PROBLEM STATEMENT:
Once you find a line containing the word "Kindly" in the entries below, copy it.

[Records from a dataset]
● ● ● ● ●

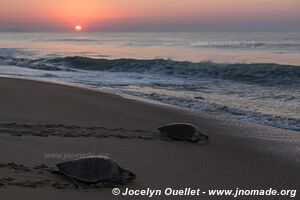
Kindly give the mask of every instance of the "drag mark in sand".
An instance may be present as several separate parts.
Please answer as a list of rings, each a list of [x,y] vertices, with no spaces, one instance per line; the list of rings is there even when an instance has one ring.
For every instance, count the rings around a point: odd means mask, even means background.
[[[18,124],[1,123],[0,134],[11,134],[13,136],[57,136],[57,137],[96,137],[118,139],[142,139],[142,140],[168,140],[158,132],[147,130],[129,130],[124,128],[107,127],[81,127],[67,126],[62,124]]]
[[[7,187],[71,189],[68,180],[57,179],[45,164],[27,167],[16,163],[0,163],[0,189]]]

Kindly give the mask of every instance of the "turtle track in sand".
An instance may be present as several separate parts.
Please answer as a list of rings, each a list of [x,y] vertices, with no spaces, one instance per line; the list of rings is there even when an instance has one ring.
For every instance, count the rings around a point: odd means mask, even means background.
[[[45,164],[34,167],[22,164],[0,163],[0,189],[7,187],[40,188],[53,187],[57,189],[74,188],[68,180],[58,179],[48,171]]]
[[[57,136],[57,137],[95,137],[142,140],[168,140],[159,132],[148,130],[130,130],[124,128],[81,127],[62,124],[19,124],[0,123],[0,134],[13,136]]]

● ● ● ● ●

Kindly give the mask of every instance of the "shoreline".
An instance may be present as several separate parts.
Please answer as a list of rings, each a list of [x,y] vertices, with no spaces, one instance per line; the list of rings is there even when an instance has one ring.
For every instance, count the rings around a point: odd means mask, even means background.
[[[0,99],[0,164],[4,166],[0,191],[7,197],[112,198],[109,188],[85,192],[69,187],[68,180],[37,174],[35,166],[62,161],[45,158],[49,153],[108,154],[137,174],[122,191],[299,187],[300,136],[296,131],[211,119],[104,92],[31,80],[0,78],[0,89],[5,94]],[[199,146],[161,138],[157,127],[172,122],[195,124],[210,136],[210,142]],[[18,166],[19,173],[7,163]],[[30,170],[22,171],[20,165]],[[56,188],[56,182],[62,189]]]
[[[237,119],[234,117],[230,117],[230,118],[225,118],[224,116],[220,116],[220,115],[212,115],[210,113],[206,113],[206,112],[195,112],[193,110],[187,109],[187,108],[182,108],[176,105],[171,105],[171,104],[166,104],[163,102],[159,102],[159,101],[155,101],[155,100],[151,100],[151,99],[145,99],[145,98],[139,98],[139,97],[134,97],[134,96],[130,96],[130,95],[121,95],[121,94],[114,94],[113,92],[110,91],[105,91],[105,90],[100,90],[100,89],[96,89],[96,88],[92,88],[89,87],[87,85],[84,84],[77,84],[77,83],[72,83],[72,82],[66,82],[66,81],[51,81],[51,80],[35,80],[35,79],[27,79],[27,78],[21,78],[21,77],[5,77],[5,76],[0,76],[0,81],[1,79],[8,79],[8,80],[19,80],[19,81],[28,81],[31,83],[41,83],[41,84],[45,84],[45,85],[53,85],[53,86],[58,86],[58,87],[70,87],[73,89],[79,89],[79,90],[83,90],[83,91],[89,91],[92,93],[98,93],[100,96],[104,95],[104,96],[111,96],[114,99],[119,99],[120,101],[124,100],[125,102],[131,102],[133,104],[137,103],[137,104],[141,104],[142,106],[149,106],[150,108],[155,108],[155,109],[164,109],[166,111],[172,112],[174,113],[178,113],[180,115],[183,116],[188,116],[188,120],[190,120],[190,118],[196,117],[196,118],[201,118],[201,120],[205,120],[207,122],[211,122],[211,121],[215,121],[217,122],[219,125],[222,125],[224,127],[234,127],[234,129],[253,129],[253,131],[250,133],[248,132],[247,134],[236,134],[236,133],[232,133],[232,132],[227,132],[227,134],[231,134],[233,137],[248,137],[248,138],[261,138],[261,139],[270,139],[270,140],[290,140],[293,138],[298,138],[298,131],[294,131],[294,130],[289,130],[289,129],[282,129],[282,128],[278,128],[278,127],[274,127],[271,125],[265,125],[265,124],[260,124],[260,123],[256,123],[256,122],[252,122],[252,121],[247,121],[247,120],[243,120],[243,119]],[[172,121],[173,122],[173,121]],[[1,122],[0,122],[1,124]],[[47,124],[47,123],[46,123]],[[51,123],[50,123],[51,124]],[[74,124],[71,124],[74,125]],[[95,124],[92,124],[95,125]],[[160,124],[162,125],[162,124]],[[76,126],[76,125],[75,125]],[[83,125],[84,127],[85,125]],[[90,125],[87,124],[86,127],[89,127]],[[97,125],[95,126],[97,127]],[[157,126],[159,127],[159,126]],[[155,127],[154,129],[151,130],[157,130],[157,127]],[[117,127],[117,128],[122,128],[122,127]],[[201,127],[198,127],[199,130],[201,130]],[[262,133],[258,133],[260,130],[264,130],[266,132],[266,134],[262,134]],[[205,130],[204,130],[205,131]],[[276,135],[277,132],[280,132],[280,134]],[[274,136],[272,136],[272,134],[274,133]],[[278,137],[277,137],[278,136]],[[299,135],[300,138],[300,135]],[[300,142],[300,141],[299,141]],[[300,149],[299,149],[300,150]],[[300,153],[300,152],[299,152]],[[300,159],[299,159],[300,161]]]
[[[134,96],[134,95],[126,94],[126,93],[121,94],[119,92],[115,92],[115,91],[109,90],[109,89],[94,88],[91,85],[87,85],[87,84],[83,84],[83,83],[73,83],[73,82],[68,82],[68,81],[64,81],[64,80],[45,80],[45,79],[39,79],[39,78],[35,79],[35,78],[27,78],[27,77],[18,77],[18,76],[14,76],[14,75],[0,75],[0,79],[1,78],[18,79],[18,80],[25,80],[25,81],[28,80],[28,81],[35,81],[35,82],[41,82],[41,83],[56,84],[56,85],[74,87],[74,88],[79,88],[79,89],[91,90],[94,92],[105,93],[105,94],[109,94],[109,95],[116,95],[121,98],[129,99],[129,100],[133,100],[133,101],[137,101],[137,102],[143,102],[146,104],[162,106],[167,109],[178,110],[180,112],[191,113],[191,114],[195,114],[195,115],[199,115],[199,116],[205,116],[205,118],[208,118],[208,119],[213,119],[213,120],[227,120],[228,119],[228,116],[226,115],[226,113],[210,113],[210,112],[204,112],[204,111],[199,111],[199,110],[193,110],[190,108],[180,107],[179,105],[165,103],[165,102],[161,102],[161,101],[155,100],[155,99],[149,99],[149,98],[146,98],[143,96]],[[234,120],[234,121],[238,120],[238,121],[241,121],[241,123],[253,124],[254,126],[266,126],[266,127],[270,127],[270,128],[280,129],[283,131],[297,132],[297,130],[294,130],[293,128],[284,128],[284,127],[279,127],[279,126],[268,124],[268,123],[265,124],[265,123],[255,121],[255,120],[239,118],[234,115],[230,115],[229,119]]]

● ● ● ● ●

ANSWER SECTION:
Kindly give the mask of every instance of the "drag mark in sand".
Kindly give the mask of every instance of the "turtle track in sand".
Kindly give the mask of every instance of the "shoreline".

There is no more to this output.